Podaj ponownie w całości tekst o Mariannie Orańskiej, nie zmieniając w nim ani jednego słowa.

____ Fragment tekstu

W związku tym jaśniepańskim nigdy nie było radości i szczęścia, jednak rozumiejąca realia tamtego świata, Marianna po prostu wykonywała swoje obowiązki. Do czasu, aż czara się przelała. W kobiecie tej tak naprawdę nigdy nie było pokory. Próbowała na siłę iść wyznaczoną jej drogą, na której nieustannie zaliczała porażki. Na scenie życia prywatnego na serio nic jej się nie układało, jednak już wówczas świetnie odnajdywała się w świecie biznesu. Kupowała, zarządzała, budowała, działała charytatywnie. Sprawiała, że świat ją kochał. Podziwiał i uwielbiał. Wybudowała mnóstwo pożytecznych obiektów, w których uczyły się dzieci, otrzymywały pomoc wszelkiego rodzaju. Wznosiła domy opieki dla ludzi chorych i starych. Była prawdziwą królową Kotliny Kłodzkiej. I to właśnie zakrywało te skandale w prywatnym życiu. Była Dobrą Panią, i to zawsze najpierw było widać…

Marianna Orańska. Pałac w Kamieńcu Ząbkowickim
Pałac w Kamieńcu Ząbkowickim

Marianna Orańska. Skandal nr 3. Johannes van Rossum

Ten czas przed rozwodem, wieloletnie ciche dni w separacji sprawiły, że Marianna po raz kolejny otworzyła się na miłość. Johanes zatrudniony został jako lokaj, szybko awansował na koniuszego. Zawsze blisko królewny. Był jej powiernikiem i przyjacielem. Mąż jej Albrecht żył legalnie w nielegalnym związku z kochanką, a królewna Marianna czuła się samotna. W takiej sytuacji rodzą się uczucia. I tak stało się również w tamtych okolicznościach. Marianna Orańska zdecydował się na romans z koniuszym, będąc jeszcze w związku małżeńskim. Skandal wybuch na dobre, kiedy okazało się, że królewna jest w ciąży ze swoim kochankiem. Oczywiście jej prawowity mąż poczuł się straszliwie oszukany i sponiewierany. Przecież żona jego dopuściła się zdrady. No tak nie może być! Hańba!

________
____ Zestawienie danych

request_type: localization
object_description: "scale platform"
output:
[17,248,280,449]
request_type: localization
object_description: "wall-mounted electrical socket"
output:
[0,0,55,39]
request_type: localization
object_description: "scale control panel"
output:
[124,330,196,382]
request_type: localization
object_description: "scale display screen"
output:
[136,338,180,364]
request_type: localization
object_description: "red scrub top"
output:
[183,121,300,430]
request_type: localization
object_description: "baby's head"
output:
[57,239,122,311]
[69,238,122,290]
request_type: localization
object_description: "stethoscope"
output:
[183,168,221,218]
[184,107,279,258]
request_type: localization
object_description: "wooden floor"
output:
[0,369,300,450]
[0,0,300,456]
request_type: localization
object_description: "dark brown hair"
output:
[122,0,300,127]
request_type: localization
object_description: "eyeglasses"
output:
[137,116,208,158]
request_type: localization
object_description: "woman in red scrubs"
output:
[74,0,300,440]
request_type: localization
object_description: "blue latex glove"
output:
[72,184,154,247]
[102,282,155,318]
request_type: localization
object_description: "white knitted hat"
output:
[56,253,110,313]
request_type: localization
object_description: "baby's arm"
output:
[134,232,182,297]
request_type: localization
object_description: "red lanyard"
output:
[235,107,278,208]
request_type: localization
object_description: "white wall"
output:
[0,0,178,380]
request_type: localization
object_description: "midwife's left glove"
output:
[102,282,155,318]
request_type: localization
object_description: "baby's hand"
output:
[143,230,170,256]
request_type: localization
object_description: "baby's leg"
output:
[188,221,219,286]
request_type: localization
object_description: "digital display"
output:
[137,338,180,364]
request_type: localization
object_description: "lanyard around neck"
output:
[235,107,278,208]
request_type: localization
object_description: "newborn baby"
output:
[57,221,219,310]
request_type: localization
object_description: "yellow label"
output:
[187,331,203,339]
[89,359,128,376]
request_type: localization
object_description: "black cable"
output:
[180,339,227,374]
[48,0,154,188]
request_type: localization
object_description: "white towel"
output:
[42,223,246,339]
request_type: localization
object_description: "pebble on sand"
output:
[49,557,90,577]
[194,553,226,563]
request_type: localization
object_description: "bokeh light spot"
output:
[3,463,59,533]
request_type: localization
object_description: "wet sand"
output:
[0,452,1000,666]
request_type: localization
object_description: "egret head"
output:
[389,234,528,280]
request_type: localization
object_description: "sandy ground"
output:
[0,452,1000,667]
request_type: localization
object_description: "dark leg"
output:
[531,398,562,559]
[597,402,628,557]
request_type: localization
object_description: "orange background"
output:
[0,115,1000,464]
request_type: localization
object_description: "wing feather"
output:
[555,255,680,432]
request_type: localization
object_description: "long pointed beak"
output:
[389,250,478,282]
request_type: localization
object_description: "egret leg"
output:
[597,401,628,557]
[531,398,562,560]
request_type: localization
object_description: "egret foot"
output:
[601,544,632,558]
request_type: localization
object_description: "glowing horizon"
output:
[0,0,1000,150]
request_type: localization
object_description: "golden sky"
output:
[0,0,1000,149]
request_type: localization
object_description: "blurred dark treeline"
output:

________

| Wykonane zadanie |
W związku tym jaśniepańskim nigdy nie było radości i szczęścia, jednak rozumiejąca realia tamtego świata, Marianna po prostu wykonywała swoje obowiązki. Do czasu, aż czara się przelała. W kobiecie tej tak naprawdę nigdy nie było pokory. Próbowała na siłę iść wyznaczoną jej drogą, na której nieustannie zaliczała porażki. Na scenie życia prywatnego na serio nic jej się nie układało, jednak już wówczas świetnie odnajdywała się w świecie biznesu. Kupowała, zarządzała, budowała, działała charytatywnie. Sprawiała, że świat ją kochał. Podziwiał i uwielbiał. Wybudowała mnóstwo pożytecznych obiektów, w których uczyły się dzieci, otrzymywały pomoc wszelkiego rodzaju. Wznosiła domy opieki dla ludzi chorych i starych. Była prawdziwą królową Kotliny Kłodzkiej. I to właśnie zakrywało te skandale w prywatnym życiu. Była Dobrą Panią, i to zawsze najpierw było widać…

Marianna Orańska. Pałac w Kamieńcu Ząbkowickim
Pałac w Kamieńcu Ząbkowickim

Marianna Orańska. Skandal nr 3. Johannes van Rossum

Ten czas przed rozwodem, wieloletnie ciche dni w separacji sprawiły, że Marianna po raz kolejny otworzyła się na miłość. Johanes zatrudniony został jako lokaj, szybko awansował na koniuszego. Zawsze blisko królewny. Był jej powiernikiem i przyjacielem. Mąż jej Albrecht żył legalnie w nielegalnym związku z kochanką, a królewna Marianna czuła się samotna. W takiej sytuacji rodzą się uczucia. I tak stało się również w tamtych okolicznościach. Marianna Orańska zdecydował się na romans z koniuszym, będąc jeszcze w związku małżeńskim. Skandal wybuch na dobre, kiedy okazało się, że królewna jest w ciąży ze swoim kochankiem. Oczywiście jej prawowity mąż poczuł się straszliwie oszukany i sponiewierany. Przecież żona jego dopuściła się zdrady. No tak nie może być! Hańba!